### [Source extract]

—————

Just check this video out. YouTube - 07042011

I snapped it when then sun was at the top. If possible watch it at 720p. This is the just the camera. 

Believe me, the Nokia hardware is really under appreciated. 




> Hope Nokia pulls out a Rabbit out the hat with Windows Phone 7.



I really can't speculate unless something concrete comes out.


----------



## AndroidFan (Apr 12, 2011)

Engadget reviewed the Nokia E7... DISASTER! -- Nokia E7 review -- Engadget

5/10... pathetic phone...


----------



## ico (Apr 12, 2011)

I wouldn't really consider Engadget reviews. Apple fanboys. I don't have any expectation from the fone, but I'll wait for the GSMArena review.


----------



## harm064 (Apr 12, 2011)

AndroidFan said:


> Engadget reviewed the Nokia E7... DISASTER! -- Nokia E7 review -- Engadget
> 
> 5/10... pathetic phone...



Atleast E7 wont need an app killer which drains the battery life


----------



## xtremevicky (Apr 12, 2011)

30k for the a Nokia phone which still has symbian OS is not a smart investment .

People would rather for BB or Even an Iphone 4 if they have friends in US .


----------



## thetechfreak (Apr 12, 2011)

xtremevicky709 said:
			
		

> Iphone 4 if they have friends in US .


 Never this. An Android phone is a lot better





			
				 xtremevicky709 said:
			
		

> 30k for the a Nokia phone which still has symbian OS is not a smart investment .


 Yeah. Nokia needs SERIOUS updates on their OS's


----------



## xtremevicky (Apr 12, 2011)

thetechfreak said:


> Never this. An Android phone is a lot better Yeah. Nokia needs SERIOUS updates on their OS's



I am not saying that getting an Apple Iphone is better or a obcious choice but for 30k one can get better mobiles with better features then the same old sad symbian platform which has poor poor stuff .


----------



## Anirvann (Apr 13, 2011)

well it is subjective mate. I like Symbian. so do many more.


----------



## harm064 (Apr 13, 2011)

xtremevicky709 said:


> I am not saying that getting an Apple Iphone is better or a obcious choice but for 30k one can get better mobiles with better features then the same old sad symbian platform which has poor poor stuff .

—————

### [Data]
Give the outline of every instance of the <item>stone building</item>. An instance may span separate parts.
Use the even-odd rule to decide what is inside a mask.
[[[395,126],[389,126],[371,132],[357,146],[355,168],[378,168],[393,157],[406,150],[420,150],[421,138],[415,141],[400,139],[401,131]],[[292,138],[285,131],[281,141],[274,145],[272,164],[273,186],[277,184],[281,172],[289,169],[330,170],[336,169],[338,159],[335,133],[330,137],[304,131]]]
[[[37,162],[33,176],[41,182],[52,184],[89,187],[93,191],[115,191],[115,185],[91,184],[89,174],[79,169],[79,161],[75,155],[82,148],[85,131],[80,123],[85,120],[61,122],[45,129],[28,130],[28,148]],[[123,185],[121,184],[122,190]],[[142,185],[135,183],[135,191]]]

—————

In the forum thread on the Nokia E7, which site's review does ico say they will wait for?

The GSMArena review.